[[ Extract to read open ]]

Hiking in National Parks
Andringitra and Isalo National Parks, located in the Southwest, offer up to week long hiking and camping experiences, featuring wonderful vistas, waterfalls and of course, biodiversity. Andringringitra is the highest peak that you can climb in Madagascar. For those interested, there are even rock climbing opportunities outside the Park at Tsaranoro.
Tsingy de Bemaraha, a stunning limestone formation, is a UNESCO World Heritage Site, located near the western coast. Visitors may access it by road from Morondava, outside the rainy season, (avoiding trips from December to March), and almost climb through the pointed peaks with a harness.
For those looking for lemurs, and moderate hiking, go to Andasibe or Ranomafana National Parks, located on the East Coast, and in the southeastern part of the country, respectively.
If you’re interested in learning French during your Gap Year, you can study at one of the well-established Alliance Française schools. It was a former French colony, so it is widely spoken in large cities, and by educated populations.
They have largely managed to preserve their Malagasy language, thus it is still the language spoken by most people in rural communities. Impress your work counterparts by learning a little Malagasy with the help of a Malagasy-English Pocket Phrasebook & Dictionary.
In a country where day-to-day life is about finding money to put food on the table for the next meal, it is important to note that Malagasy people eat more rice per capita than anywhere in the world. On the red island, rice is eaten three times a day with a side dish. Much of Madagascar is still an agrarian society, running on a slow pace of life, where people live off the sun to tell time, and canoe to their rice fields.
People are generally more conservative in the highlands than the coast, both in terms of dress and attitudes. The highlands can also get very cold, down to 32 degrees Fahrenheit in winter months from June to August, while the coasts are typically hot year-round.
Cost of Living
Malagasy currency is called Ariary. It is an exchange rate of about 3,000 Ariary to $1 USD. You can get a meal, like a plate of rice with beef, chicken or fish for about 3,000-5,000 AR, so about $1-1.70 at Malagasy hotelys, or local restaurants. Hotels can be found for 30,000 AR a night. Public transportation is cheap – think 18,000 AR to travel 8 hours to the East Coast, for example.
Infrastructure such as roads, could use improvement, which makes traveling time consuming. Many people fly for a lack of time, in order to see as much as possible. Local buses are available for budget travelers.
Domestic flights are expensive through Air Madagascar, but can be necessary when on a timeframe and trying to get from North to South. Residents (visa holders) under age 27 receive a discount on flights, as do residents, so don’t be shy to ask about the special rates.
Health and Safety
Clean drinking water can be hard to come by and it is expensive to buy water bottles, but there is this environment-friendly purification tool called a steripen.
Those planning to travel to Madagascar should consult a travel health specialist 4-8 weeks before departure. Hepatitis A and B and Typhoid vaccinations are recommended, as is the Rabies vaccination for those who may be exposed to animals in the wild. A Tetanus-diphtheria reactivation is recommended every 10 years.
Malaria prophylaxis should be taken. Do research on which option is best for you – malarone, doxycycline, or mefloquine. Proof of Yellow fever vaccination may be required upon entering the country -- especially if you’re flying through South Africa.
A 90 day travelers’ visa may be obtained at the airport upon arrival, along with a passport valid for at least 6 months past the extended stay. A special one-month extendable visa must be obtained, once in Madagascar, at the Ministry of the Interior. Check Madagascar’s Embassy website for details on additional requirements past the 90 days.

[[ Extract to read closed ]]

- [Problems and tasks]:
1. According to the Madagascar travel text, about how many Ariary equal one US dollar?
2. Reproduce the part of the Madagascar travel text starting with "Cost of Living" and going on through "Coast, for example.".

[[ Dataset content open ]]

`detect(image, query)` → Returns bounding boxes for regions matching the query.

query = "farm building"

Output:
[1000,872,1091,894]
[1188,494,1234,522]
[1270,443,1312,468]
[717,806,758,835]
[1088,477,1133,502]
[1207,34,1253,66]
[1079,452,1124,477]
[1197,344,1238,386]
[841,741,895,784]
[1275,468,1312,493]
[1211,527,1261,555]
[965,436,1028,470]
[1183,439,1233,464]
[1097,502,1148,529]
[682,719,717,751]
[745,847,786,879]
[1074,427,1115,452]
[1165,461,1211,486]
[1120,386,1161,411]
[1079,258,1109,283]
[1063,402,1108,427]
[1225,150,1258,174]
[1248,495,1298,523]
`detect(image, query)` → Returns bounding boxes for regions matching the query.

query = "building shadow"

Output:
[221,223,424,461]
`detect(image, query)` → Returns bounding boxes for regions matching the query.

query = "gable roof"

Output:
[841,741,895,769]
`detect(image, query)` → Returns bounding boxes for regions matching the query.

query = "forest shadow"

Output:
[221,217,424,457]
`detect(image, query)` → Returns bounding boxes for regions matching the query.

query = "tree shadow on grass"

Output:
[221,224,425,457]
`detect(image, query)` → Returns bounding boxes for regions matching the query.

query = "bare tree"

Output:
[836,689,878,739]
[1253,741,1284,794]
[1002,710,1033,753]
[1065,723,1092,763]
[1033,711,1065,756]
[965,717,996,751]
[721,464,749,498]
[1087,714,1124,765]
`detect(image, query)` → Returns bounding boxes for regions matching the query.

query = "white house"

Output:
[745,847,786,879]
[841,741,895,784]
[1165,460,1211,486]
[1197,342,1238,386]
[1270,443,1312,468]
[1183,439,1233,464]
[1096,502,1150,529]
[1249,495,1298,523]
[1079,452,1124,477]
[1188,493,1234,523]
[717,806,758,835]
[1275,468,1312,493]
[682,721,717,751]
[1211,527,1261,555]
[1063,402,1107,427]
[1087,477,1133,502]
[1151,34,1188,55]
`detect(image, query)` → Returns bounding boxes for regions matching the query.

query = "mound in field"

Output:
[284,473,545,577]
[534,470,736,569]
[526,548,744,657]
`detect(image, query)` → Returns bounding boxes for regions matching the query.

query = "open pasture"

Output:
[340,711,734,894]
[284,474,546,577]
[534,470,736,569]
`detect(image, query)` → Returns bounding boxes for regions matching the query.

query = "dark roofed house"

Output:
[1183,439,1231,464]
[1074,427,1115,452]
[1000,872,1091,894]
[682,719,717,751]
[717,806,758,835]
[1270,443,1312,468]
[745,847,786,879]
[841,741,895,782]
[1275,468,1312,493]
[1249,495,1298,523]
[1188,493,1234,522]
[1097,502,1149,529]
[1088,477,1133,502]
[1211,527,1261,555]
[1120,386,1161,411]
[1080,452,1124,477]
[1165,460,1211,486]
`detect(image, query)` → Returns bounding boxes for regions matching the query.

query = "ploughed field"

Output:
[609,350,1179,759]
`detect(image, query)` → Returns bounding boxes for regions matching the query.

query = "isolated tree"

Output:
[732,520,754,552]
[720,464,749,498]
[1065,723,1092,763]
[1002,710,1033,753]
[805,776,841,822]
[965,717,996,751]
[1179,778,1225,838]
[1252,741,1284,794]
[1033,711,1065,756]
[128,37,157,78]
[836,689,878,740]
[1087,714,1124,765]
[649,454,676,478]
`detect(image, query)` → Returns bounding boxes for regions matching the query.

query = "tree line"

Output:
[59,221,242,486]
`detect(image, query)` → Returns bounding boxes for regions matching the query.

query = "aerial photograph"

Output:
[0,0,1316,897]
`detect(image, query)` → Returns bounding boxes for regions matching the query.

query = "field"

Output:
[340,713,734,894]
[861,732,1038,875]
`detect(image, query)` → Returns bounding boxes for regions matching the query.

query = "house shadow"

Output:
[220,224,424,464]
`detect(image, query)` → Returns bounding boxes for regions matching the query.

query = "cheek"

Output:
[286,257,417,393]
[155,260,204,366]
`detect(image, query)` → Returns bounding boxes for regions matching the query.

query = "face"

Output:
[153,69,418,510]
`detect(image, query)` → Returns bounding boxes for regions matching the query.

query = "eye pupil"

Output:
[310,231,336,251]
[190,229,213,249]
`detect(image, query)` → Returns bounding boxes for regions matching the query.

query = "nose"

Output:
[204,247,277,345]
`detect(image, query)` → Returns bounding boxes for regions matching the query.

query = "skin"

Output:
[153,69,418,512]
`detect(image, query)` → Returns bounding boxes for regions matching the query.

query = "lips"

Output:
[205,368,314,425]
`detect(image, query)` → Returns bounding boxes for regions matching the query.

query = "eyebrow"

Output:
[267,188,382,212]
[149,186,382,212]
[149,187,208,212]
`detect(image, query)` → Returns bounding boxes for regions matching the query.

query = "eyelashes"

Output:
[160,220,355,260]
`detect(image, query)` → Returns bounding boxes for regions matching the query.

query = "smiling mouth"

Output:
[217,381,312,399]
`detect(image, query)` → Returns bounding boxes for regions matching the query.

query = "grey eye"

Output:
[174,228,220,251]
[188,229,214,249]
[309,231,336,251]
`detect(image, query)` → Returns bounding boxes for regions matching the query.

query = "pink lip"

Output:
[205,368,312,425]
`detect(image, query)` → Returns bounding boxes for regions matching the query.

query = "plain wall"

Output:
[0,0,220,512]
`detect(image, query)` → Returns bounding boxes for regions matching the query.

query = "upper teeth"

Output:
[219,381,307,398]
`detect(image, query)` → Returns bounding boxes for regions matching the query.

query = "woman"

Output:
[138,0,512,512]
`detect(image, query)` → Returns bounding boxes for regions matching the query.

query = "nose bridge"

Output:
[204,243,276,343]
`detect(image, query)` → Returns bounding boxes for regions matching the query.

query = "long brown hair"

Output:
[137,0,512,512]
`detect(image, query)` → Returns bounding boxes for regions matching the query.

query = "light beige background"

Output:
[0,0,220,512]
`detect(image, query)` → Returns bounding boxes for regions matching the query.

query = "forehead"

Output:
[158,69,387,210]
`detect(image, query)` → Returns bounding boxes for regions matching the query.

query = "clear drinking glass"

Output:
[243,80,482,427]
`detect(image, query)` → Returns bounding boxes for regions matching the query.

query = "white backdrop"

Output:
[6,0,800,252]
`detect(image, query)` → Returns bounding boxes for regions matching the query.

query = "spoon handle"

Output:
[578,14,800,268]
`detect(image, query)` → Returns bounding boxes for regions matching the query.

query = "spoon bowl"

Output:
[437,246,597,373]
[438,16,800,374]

[[ Dataset content closed ]]

- [Answers for the exercise]:
1. About 3,000 Ariary.

2.
Cost of Living
Malagasy currency is called Ariary. It is an exchange rate of about 3,000 Ariary to $1 USD. You can get a meal, like a plate of rice with beef, chicken or fish for about 3,000-5,000 AR, so about $1-1.70 at Malagasy hotelys, or local restaurants. Hotels can be found for 30,000 AR a night. Public transportation is cheap – think 18,000 AR to travel 8 hours to the East Coast, for example.